● INSTRUCTIONS FOR THE TASK
From the IQFT project summary below, extract verbatim the passage that opens with the words "In the area" and closes with "for quantum field theory.".

** SOURCE EXTRACT follows **

The IQFT project aims to study quantum field theory. Quantum field theory forms the foundation of our understanding of elementary particle physics and provides the theoretical framework for the interpretation of data from collider experiments. While quantum field theory is an...

Summary

The IQFT project aims to study quantum field theory. Quantum field theory forms the foundation of our understanding of elementary particle physics and provides the theoretical framework for the interpretation of data from collider experiments.

While quantum field theory is an old subject, over the last decade new features have begun to emerge which hint that there are new ways to understand it. Astonishingly simple formulas have been found to describe the scattering of particles but these formulas are often the result of very long calculations when approached with textbook methods. This suggests that there are new ways to formulate the problem which look radically different from the standard textbook discussions of quantum field theory. Exploring such alternative formulations is a principle aim of this project.

Enormous amounts of effort go into performing the calculations of scattering amplitudes needed to make precise predictions for collider experiments. New techniques to handle such calculations are therefore much needed. This research will allow us to greatly improve on existing efforts to make predictions for scattering processes and therefore maximise the theoretical benefit from the huge experimental effort going on at colliders such as the LHC at CERN.

In addition this research makes connections to areas of mathematics and therefore helps to bring together different academic communities working in fundamental science.

Work performed

The IQFT research team have been working on many ideas in quantum field theory. Particular emphasis has been placed on studying aspects of the maximally supersymmetric gauge theory in four dimensions: N=4 super Yang-Mills theory. This theory is a close cousin to quantum chromodynamics (QCD) which is the theory describing the strong nuclear interactions and an important ingredient in understanding proton-proton collisions at the LHC. By studying simpler models such as N=4 super Yang-Mills theory we gain greater theoretical control while retaining central features that we wish to study - namely that the results of different calculations are significantly simpler that the textbook approaches would suggest. Understanding and exploiting these features is a key line of investigation.

In the area of scattering amplitudes, new results have been obtained by extending and improving the analytic bootstrap programme. This is a framework for calculating scattering amplitudes based on understanding their general analytic structure. At least in the case of the simpler model of N=4 SYM these methods are vastly more powerful than textbook Feynman diagram calculations. Even more importantly they have lead us to discover new mathematical structures which control the analytic behaviour in suprprising ways. For example, the set of possible singularities of the amplitudes seems to be controlled in certain instances by a mathematical structure known as a cluster algebra. My team has explored and greatly extended the relationship between cluster algebras and scattering amplitudes in N=4 SYM, an insight we hope will lead to general lessons for quantum field theory.

** End of SOURCE EXTRACT **
** GIVEN MATERIAL follows **

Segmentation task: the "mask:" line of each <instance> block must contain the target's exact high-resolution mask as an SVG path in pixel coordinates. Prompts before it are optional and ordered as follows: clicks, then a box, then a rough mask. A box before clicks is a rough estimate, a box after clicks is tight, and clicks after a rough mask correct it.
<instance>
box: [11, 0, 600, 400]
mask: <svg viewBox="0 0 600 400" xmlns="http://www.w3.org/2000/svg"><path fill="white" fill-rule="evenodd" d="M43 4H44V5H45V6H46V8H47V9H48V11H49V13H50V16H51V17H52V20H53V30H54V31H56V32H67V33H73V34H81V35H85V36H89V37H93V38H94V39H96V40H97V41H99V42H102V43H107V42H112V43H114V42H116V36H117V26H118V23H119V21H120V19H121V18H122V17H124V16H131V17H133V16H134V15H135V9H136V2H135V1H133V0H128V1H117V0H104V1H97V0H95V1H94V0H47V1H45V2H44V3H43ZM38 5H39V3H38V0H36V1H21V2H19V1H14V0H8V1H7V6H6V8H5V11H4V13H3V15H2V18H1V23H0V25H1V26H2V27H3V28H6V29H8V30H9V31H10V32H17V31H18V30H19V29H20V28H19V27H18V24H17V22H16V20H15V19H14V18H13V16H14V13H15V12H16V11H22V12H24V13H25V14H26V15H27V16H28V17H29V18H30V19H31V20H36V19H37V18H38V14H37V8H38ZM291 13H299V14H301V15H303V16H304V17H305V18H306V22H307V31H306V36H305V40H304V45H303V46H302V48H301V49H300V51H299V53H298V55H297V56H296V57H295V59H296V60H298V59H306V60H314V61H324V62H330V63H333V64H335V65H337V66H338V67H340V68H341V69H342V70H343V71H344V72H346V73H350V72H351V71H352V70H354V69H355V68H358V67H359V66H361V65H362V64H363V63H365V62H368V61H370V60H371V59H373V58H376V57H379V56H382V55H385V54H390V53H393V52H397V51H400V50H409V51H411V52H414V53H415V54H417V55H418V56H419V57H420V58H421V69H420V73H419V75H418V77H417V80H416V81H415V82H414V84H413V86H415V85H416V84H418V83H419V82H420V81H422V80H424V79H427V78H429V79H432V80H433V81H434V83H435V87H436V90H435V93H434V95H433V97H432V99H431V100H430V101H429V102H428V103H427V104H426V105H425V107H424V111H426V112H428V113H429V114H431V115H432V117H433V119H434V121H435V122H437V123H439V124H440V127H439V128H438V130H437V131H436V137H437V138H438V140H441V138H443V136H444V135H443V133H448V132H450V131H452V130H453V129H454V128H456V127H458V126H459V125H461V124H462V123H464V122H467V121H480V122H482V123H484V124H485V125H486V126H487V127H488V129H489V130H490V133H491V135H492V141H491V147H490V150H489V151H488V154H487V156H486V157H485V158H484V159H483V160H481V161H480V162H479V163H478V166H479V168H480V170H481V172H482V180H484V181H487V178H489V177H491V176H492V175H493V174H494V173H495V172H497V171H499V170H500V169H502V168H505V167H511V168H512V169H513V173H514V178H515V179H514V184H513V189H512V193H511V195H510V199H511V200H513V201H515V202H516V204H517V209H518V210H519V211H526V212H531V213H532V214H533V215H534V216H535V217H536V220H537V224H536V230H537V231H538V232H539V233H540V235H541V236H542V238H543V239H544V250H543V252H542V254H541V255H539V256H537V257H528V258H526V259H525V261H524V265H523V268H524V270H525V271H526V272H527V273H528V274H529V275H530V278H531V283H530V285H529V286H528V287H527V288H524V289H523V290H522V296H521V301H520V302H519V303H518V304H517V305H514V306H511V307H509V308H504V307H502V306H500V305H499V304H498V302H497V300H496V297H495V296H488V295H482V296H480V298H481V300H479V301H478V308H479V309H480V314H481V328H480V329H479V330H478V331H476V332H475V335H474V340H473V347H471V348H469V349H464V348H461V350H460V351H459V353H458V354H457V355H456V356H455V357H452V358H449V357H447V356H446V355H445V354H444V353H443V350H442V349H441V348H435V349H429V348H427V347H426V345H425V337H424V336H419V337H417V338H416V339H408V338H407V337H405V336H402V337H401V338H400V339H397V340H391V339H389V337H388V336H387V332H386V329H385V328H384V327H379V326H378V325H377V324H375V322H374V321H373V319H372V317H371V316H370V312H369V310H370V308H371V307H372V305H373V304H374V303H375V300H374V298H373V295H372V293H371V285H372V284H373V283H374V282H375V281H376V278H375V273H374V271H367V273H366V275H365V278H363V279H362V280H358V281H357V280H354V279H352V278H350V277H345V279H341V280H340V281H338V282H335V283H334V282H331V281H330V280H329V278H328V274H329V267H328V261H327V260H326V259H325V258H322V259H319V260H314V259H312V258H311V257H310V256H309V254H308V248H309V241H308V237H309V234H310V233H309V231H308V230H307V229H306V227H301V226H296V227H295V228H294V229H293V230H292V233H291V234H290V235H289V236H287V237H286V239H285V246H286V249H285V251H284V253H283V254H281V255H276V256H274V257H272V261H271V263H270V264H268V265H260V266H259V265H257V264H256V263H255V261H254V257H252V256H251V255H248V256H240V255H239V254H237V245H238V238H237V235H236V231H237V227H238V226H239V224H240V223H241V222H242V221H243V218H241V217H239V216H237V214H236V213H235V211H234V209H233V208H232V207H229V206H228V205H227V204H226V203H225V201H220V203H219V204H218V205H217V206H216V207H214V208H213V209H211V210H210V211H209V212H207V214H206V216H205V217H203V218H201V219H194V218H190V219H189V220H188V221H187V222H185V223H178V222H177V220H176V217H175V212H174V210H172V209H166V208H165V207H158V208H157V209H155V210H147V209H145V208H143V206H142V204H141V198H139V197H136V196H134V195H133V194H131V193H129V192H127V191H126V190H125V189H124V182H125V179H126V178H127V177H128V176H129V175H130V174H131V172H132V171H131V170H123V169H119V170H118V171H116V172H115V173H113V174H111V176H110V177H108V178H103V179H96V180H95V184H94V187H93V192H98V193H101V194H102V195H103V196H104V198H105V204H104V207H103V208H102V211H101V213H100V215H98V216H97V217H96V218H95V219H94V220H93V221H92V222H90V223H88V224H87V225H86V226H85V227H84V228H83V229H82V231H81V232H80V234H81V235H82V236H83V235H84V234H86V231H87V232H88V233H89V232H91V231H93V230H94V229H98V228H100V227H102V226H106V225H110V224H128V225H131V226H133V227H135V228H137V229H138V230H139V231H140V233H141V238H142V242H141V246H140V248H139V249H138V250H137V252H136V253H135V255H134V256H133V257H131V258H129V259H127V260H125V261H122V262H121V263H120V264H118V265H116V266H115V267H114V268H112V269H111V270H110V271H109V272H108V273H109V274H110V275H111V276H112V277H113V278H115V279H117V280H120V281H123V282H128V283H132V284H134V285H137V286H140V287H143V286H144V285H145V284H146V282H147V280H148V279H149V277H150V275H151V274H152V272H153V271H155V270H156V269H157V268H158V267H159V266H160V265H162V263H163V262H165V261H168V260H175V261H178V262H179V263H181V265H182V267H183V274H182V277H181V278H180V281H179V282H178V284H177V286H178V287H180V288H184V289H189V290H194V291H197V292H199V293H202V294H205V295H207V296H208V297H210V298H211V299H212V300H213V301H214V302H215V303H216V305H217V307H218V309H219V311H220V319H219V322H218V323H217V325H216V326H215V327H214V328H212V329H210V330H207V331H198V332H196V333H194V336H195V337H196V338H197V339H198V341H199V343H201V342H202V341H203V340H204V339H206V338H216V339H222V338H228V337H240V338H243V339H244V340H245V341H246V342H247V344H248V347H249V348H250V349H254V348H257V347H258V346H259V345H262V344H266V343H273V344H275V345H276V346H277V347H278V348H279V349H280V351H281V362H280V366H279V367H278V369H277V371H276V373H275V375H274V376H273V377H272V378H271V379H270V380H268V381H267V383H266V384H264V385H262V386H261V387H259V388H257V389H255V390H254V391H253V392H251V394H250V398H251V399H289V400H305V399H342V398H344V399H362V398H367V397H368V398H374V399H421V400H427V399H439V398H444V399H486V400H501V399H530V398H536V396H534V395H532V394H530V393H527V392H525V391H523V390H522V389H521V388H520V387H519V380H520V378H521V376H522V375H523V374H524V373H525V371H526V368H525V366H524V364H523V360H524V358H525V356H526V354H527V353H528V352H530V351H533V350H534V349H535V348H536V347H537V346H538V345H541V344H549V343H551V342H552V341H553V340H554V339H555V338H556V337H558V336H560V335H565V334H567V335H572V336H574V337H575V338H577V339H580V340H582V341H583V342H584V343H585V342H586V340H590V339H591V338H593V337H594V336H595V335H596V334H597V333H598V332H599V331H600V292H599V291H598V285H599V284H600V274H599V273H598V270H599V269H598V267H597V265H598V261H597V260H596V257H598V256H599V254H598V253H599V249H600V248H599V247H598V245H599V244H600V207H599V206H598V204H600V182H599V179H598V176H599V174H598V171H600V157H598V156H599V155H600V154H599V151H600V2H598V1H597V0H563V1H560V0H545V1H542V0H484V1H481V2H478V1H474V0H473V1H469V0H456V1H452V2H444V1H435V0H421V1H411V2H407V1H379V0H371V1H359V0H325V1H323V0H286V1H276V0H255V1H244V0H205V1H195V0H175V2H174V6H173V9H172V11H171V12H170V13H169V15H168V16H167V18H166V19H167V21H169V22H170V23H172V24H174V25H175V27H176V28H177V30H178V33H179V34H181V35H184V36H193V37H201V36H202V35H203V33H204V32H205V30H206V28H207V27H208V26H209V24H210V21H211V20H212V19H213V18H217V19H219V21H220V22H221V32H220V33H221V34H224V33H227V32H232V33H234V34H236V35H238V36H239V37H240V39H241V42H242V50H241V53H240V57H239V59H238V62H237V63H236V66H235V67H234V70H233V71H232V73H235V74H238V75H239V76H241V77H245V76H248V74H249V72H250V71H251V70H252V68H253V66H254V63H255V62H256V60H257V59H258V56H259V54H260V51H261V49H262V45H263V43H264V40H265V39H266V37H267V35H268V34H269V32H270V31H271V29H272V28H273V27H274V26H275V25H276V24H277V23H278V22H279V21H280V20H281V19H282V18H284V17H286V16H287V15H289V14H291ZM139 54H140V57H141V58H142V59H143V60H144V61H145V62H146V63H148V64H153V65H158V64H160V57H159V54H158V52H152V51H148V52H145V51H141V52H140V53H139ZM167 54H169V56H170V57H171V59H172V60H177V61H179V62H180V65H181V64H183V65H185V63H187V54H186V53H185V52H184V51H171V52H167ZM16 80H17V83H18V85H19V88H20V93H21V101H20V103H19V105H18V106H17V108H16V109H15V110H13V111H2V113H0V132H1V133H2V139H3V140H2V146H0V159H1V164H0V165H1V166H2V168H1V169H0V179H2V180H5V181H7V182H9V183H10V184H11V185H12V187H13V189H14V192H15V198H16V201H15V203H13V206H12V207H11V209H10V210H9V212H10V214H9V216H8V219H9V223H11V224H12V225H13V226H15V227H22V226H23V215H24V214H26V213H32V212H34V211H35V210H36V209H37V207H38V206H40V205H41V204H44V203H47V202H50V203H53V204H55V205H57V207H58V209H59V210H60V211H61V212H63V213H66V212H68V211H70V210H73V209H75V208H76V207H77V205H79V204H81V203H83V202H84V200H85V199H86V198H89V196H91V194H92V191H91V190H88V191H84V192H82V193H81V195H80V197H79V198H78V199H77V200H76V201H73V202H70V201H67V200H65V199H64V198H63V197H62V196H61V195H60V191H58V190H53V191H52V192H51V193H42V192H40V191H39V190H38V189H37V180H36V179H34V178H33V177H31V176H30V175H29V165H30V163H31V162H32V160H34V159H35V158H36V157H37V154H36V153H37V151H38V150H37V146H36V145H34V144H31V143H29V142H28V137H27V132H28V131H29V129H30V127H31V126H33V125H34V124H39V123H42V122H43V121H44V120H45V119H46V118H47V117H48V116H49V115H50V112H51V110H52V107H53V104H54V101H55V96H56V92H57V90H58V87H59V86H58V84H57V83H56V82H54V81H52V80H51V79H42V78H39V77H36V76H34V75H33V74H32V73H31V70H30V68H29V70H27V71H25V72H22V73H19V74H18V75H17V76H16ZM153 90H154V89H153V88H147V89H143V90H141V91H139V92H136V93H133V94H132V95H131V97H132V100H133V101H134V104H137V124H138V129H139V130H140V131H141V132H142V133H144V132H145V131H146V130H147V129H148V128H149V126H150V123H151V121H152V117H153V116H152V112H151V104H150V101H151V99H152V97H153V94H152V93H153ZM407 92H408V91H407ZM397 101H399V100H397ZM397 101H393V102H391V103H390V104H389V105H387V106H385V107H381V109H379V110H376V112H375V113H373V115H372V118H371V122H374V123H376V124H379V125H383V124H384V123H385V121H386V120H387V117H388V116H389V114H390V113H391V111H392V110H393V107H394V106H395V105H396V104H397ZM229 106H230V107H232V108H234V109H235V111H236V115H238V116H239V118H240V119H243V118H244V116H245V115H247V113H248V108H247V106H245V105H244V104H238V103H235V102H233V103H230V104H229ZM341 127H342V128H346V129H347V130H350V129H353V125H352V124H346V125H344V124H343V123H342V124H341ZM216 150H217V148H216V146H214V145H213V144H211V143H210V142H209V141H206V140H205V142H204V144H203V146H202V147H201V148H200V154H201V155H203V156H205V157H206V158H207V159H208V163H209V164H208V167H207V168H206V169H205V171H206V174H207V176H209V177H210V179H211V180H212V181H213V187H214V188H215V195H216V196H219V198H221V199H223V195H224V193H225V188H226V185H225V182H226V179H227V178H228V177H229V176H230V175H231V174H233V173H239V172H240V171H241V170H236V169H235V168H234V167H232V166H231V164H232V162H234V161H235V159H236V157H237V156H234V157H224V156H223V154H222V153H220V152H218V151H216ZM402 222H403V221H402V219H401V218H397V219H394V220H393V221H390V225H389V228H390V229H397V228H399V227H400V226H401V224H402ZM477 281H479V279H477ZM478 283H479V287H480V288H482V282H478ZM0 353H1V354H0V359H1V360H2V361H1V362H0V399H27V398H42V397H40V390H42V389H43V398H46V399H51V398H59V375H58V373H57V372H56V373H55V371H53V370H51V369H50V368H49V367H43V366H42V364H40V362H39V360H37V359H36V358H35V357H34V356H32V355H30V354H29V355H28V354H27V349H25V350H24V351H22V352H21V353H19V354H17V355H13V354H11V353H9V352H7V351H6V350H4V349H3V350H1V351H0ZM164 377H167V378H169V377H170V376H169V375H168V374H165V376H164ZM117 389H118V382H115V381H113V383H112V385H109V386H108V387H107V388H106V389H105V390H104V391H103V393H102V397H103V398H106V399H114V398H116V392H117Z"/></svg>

** End of GIVEN MATERIAL **

● ANSWER TO THIS PROBLEM
In the area of scattering amplitudes, new results have been obtained by extending and improving the analytic bootstrap programme. This is a framework for calculating scattering amplitudes based on understanding their general analytic structure. At least in the case of the simpler model of N=4 SYM these methods are vastly more powerful than textbook Feynman diagram calculations. Even more importantly they have lead us to discover new mathematical structures which control the analytic behaviour in suprprising ways. For example, the set of possible singularities of the amplitudes seems to be controlled in certain instances by a mathematical structure known as a cluster algebra. My team has explored and greatly extended the relationship between cluster algebras and scattering amplitudes in N=4 SYM, an insight we hope will lead to general lessons for quantum field theory.